Task material.
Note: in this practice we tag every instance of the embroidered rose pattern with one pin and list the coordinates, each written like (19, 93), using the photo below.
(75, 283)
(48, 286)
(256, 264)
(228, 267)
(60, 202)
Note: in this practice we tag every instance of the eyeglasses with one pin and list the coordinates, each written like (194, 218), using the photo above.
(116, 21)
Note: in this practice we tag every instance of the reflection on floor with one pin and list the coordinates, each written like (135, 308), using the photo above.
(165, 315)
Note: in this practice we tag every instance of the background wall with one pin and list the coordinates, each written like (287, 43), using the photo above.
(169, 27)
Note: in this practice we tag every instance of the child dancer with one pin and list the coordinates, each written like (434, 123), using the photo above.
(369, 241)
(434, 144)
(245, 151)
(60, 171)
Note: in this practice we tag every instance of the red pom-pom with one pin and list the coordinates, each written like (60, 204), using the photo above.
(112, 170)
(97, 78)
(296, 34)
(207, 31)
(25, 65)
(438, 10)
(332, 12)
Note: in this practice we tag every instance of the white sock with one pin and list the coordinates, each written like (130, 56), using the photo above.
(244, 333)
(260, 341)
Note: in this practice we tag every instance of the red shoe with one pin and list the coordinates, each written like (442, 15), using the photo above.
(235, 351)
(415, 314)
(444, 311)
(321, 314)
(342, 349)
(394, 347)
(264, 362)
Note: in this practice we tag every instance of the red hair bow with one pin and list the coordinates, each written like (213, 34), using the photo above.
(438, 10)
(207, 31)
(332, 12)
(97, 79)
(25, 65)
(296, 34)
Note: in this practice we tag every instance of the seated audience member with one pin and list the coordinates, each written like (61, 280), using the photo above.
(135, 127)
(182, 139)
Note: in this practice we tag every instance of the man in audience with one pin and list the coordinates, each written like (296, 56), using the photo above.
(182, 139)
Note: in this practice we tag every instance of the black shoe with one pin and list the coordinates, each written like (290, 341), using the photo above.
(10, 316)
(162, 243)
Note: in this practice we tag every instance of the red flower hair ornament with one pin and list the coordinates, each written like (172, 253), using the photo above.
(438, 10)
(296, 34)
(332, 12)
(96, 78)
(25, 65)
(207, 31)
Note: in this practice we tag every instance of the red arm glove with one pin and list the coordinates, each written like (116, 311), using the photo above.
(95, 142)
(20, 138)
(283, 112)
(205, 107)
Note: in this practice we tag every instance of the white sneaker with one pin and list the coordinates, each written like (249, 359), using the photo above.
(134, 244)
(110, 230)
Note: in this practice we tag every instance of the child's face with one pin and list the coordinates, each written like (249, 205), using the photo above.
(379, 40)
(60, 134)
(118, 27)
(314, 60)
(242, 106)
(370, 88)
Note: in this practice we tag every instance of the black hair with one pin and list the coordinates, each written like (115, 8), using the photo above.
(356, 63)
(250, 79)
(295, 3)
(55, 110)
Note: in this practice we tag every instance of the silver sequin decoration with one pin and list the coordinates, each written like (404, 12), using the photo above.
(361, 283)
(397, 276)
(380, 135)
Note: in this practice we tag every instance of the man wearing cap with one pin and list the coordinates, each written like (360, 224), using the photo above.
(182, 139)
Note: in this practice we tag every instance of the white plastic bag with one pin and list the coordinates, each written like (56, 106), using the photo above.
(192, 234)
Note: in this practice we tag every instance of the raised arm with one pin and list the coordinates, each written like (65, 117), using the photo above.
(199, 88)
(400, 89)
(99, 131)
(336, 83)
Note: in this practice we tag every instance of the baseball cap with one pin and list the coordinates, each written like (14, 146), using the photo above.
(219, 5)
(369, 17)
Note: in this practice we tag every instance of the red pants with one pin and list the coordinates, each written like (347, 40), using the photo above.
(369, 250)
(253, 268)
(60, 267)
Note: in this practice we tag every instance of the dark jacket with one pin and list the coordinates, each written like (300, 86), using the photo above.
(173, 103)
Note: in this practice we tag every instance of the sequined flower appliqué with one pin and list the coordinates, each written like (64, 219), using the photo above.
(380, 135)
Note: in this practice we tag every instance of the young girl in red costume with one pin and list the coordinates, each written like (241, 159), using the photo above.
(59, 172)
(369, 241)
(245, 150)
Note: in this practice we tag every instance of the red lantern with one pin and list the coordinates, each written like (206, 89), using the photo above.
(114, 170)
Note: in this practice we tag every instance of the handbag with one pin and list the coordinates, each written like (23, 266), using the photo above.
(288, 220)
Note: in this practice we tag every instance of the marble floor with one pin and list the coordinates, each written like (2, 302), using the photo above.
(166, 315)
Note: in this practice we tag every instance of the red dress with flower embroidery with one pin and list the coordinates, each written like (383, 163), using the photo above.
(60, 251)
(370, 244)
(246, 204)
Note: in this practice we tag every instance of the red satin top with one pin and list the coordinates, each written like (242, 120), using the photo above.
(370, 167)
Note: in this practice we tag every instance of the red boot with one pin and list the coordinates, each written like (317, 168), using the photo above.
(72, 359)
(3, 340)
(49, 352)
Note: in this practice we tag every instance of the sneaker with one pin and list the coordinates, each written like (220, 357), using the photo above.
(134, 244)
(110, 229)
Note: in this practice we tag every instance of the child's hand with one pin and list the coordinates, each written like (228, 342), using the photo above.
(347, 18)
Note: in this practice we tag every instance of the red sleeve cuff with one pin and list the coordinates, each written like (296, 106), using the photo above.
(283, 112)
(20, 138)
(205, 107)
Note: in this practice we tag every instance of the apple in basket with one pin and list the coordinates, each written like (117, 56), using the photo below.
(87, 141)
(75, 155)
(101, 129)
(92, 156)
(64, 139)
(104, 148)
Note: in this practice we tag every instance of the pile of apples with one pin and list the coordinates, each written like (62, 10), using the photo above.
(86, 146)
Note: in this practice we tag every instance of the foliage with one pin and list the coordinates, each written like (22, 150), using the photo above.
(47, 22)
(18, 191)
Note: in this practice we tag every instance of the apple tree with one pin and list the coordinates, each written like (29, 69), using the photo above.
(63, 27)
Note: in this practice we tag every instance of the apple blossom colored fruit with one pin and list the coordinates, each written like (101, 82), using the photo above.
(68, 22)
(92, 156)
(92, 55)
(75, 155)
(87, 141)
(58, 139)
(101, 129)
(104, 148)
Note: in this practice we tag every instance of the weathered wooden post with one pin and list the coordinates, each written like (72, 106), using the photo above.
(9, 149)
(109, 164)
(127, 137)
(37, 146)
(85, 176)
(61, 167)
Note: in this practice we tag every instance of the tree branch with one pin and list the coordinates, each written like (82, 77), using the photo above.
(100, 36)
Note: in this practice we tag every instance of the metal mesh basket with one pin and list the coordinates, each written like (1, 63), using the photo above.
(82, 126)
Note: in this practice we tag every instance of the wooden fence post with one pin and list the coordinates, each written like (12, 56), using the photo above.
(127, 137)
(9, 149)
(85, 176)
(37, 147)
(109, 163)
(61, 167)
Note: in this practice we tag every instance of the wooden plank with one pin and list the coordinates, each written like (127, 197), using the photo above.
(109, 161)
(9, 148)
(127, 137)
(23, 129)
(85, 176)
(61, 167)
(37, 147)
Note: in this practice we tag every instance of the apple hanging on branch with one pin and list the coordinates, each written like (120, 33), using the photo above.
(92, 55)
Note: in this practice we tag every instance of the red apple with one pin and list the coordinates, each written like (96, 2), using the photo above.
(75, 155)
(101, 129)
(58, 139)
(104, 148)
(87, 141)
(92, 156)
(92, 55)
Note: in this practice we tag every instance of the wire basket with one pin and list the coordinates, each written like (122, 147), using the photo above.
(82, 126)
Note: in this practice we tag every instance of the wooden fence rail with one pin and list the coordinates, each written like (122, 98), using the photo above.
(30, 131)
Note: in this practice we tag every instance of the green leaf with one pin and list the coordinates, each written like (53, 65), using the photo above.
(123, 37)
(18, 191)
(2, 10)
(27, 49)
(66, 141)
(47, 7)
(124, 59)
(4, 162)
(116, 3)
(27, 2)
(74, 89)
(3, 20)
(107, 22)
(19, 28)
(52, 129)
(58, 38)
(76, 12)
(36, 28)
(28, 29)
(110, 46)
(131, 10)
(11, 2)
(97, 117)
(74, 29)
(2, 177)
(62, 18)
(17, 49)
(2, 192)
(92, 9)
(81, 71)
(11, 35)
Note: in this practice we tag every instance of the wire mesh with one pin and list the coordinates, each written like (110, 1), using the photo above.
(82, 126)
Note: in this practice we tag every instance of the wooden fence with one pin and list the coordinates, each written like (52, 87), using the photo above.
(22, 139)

Written task. Your output consists solely of the lines from the one with "Note: in this practice we tag every instance of the metal" through the last line, copied exactly.

Solution to this exercise.
Note: in this practice we tag every instance of the metal mesh basket with one pin and list the coordinates, each written like (1, 63), using the photo above.
(82, 126)
Note: in this practice we tag every instance of the wooden fence post with one pin and list the coordinates, each written like (12, 56), using the photo above.
(127, 137)
(9, 149)
(85, 176)
(37, 147)
(109, 163)
(61, 167)
Note: in this practice we tag every instance of the wooden plank with one pin and list the coordinates, each written like (127, 197), using the photo above.
(109, 161)
(9, 148)
(127, 137)
(23, 129)
(85, 176)
(61, 167)
(37, 147)
Note: in this practice we tag every instance of the apple hanging on branch with one pin and list the coordinates, each written like (120, 33), using the photo above.
(92, 55)
Note: in this practice we tag every instance of the red apple with one pin and list the coordinates, each written like (96, 2), using the photo above.
(75, 155)
(101, 129)
(58, 139)
(104, 148)
(87, 141)
(92, 156)
(92, 55)
Note: in this practice we tag every instance of the wire basket with one pin and list the coordinates, each written like (122, 147), using the photo above.
(82, 126)
Note: in this practice we tag every instance of the wooden fence rail with one pin and list the coordinates, each written like (122, 98), using the photo above.
(30, 131)
Note: in this practice we tag every instance of the green leaf with one pin and list the coordinates, each written like (53, 65), using the photo above.
(123, 37)
(18, 191)
(2, 10)
(27, 49)
(66, 141)
(47, 7)
(124, 59)
(4, 162)
(116, 3)
(27, 2)
(74, 89)
(3, 20)
(107, 22)
(19, 28)
(52, 129)
(58, 38)
(76, 12)
(36, 28)
(28, 29)
(110, 46)
(131, 10)
(11, 2)
(97, 117)
(74, 29)
(2, 177)
(62, 18)
(17, 49)
(2, 192)
(92, 9)
(81, 71)
(11, 35)
Note: in this practice we tag every instance of the wire mesh with one pin and list the coordinates, each written like (110, 1), using the photo above.
(82, 126)
Note: in this practice we tag every instance of the wooden fence with one pin and list the coordinates, each written like (52, 87), using the photo above.
(22, 139)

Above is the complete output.